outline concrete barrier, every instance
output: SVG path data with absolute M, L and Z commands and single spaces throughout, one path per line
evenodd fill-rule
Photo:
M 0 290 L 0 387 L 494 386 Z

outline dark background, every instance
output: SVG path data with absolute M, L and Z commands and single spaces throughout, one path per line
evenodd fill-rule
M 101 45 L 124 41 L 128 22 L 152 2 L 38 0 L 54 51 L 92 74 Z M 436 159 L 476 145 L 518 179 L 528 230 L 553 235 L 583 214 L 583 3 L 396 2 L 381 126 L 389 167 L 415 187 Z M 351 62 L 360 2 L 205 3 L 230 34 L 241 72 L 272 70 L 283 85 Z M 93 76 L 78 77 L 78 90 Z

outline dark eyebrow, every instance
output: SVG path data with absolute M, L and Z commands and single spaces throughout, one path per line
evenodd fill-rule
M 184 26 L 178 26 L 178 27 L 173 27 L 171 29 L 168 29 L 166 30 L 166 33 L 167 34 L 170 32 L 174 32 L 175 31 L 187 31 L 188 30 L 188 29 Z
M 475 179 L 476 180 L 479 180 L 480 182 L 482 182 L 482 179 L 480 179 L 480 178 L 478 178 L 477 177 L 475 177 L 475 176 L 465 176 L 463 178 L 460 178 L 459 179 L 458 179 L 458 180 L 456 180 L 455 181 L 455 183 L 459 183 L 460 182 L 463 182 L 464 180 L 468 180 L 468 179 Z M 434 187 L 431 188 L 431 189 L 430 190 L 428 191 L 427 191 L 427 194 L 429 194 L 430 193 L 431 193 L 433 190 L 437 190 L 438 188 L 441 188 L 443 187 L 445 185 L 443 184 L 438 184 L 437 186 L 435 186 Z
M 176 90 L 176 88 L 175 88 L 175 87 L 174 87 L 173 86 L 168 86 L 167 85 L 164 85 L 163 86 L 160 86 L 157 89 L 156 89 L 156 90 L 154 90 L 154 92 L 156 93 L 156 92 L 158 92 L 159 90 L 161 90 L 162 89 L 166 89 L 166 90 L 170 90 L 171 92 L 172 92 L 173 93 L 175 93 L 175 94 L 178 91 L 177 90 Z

_ _ _

DIRECTIVE: Swap "evenodd" for "nonzero" everywhere in the lines above, and give all the lines back with nothing else changed.

COMPLETED TASK:
outline concrete barrier, every instance
output: SVG path data with absolute M, L and Z commands and single spaces throughout, one path per line
nonzero fill-rule
Photo:
M 0 290 L 0 387 L 494 386 Z

outline dark background, every instance
output: SVG path data with absolute M, L and Z commands and single spaces throughout, one path per line
nonzero fill-rule
M 101 45 L 124 41 L 128 22 L 152 2 L 38 0 L 54 51 L 92 74 Z M 436 159 L 476 145 L 518 179 L 528 230 L 553 235 L 583 214 L 583 3 L 396 2 L 381 126 L 389 167 L 415 187 Z M 351 62 L 360 2 L 205 3 L 230 34 L 241 72 L 272 70 L 283 85 Z M 93 76 L 78 77 L 78 90 Z

outline dark eyebrow, every instance
output: SVG path data with absolute M, L and Z commands and single spaces throughout, one path per line
nonzero fill-rule
M 184 26 L 178 26 L 178 27 L 173 27 L 171 29 L 168 29 L 166 30 L 166 33 L 167 34 L 170 32 L 174 32 L 175 31 L 187 31 L 188 30 L 188 29 Z
M 475 179 L 476 180 L 479 180 L 480 182 L 482 182 L 482 179 L 480 179 L 480 178 L 478 178 L 477 177 L 475 177 L 475 176 L 465 176 L 463 178 L 460 178 L 459 179 L 458 179 L 458 180 L 456 180 L 455 181 L 455 183 L 459 183 L 460 182 L 463 182 L 464 180 L 468 180 L 468 179 Z M 434 187 L 431 188 L 431 189 L 430 190 L 428 191 L 427 191 L 427 194 L 429 194 L 430 193 L 431 193 L 433 190 L 437 190 L 438 188 L 441 188 L 443 187 L 445 185 L 443 184 L 438 184 L 437 186 L 435 186 Z
M 176 90 L 176 88 L 175 88 L 175 87 L 174 87 L 173 86 L 168 86 L 167 85 L 164 85 L 163 86 L 160 86 L 157 89 L 156 89 L 156 90 L 154 90 L 154 92 L 156 93 L 156 92 L 158 92 L 159 90 L 161 90 L 162 89 L 166 89 L 166 90 L 170 90 L 171 92 L 172 92 L 173 93 L 175 93 L 175 94 L 178 91 L 177 90 Z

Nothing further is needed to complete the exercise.